Many of the studies conducted on brucellosis in Nigeria have been from the humid southern part [15-18] and were mainly abattoir surveys which were not representative of the general population. Abortions in Adamawa Province in the late 1940’s caused so much concern that B. abortus strain 19 vaccination was implemented in 1949, 1953 and 1956 . Since then no surveys to our knowledge have been done on brucellosis in Adamawa Province, except that of Atsanda and Agbede  who used the Rose-Bengal plate agglutination test (RBPT) and serum agglutination test (SAT), and very recently Bertu et al. who analysed some samples collected from sick animals using RBPT and a rapid field test. Most studies in northern Nigeria were based on small sample sizes or suspect samples submitted to laboratories, or were done in restricted locations or in abattoirs [3,4,12-14,19-21]. In addition, most studies in Nigeria have relied on the relatively non-specific RBPT and few have used a more specific confirmatory test such as enzyme-linked immunosorbent assay (ELISA) . Reported sensitivity and specificity of RBPT in Zambian cattle were 90.0% and 75.0%  and for c-ELISA they were 98.0% and 99.0%, respectively .
This study was prompted by an apparent increase in the occurrence of bovine brucellosis in Nigeria [3,21], and therefore the need to obtain an accurate estimate of its prevalence and examine the role of the commonly practiced traditional management system of pastoral Fulanis. There is a dearth of studies using a specific diagnostic test and covering wider geographical areas and different management systems. The objective of this study therefore was to use a structured, multistage sampling strategy, combined with a sensitive and specific diagnostic test, to estimate the animal- and herd-level seroprevalence of bovine brucellosis in three states of northern Nigeria. A secondary objective was to estimate and compare seroprevalence between different management systems and to assess the effect of certain animal-level risk factors on seropositivity in both private and government herds, including some settled and pastoral Fulani herds that usually resist attempts to evaluate their herds.
The research protocol for this study was approved by the Animal Use and Care Committee of the University of Pretoria (Protocol no. V073-08).
Three states out of the nineteen were sampled from the northern region of Nigeria. The states selected were Kaduna, Kano and Adamawa (Figure (Figure1).1). Their selection was based on their location, proximity to a reliable laboratory, farming systems, human and cattle populations, cooperation from farmers, sharing of international borders and variety of cattle breeds.
The state has a total land area of 42,159 km2 and a cattle population of 3.8 million, lying between latitudes 8°N and 11°N and longitudes 11.5°E and 13.5°E . There are two main vegetation zones in the state: the sub-Sudan characterized by short grasses and short trees commonly found in the northern parts and the Guinea savannah zones where the vegetation is thick with tall grasses and trees in the southern parts. Average daily temperature between 15.2°C and 42°C, and relative humidity ranging from 27-79% were recorded. The rainy season commences from May and ends in October, with average annual rainfall of 1600 mm in the southern parts and 759 mm in the northern parts .
-=-=-
Check your understanding —
a. Answer these questions from the brucellosis text:
(i) In which years was B. abortus strain 19 vaccination implemented in Adamawa Province?
(ii) What sensitivity and specificity are reported for c-ELISA?
(iii) Which three states were selected for sampling?
b. Proceed with the text on bovine brucellosis in Nigeria, beginning right after its last sentence.
The material has nothing to do with the brucellosis text.

(Referring expression pointing data)
-=-=-
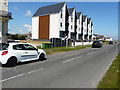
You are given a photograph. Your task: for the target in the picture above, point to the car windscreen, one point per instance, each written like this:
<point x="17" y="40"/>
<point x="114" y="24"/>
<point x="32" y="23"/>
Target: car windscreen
<point x="4" y="46"/>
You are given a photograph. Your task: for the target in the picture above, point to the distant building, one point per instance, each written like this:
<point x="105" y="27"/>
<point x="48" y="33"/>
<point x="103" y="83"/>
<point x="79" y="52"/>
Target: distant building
<point x="108" y="39"/>
<point x="4" y="17"/>
<point x="60" y="25"/>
-=-=-
Task results —
a.
(i) 1949, 1953 and 1956
(ii) 98.0% sensitivity and 99.0% specificity
(iii) Kaduna, Kano and Adamawa

b.
Kaduna state has a land area of 48,473 km2 and a cattle population of 3.1 million, and is located between latitudes 9°N and 11.3°N and longitudes 10.3°E and 9.6°E . The state extends from the Sudan savannah in the north to the tropical grassland of the Guinea savannah in the south. Daily temperatures range from 14-30°C with a relative humidity of 12-72%. The rainy season is usually from April through November, with greater variation in the northern part. The annual rainfall varies, decreasing from an average of about 1530 mm in the southeast to about 1015 mm in the northeast [46,47].
This state has a land area of 42,593 km2 and cattle population of 3.2 million. It is situated at latitudes 12°N and longitudes 9°E . The location is within the Sudan savannah in the north and the Guinea savannah vegetations in the south which provides ample natural fodder for cattle to graze. The temperatures range from 26-40°C with a relative humidity of 11-68%. The rainfall with a duration of about 3–5 months between May and September, ranges from over 1,000 mm in the extreme south to a little less than 800 mm in the extreme north [48,49].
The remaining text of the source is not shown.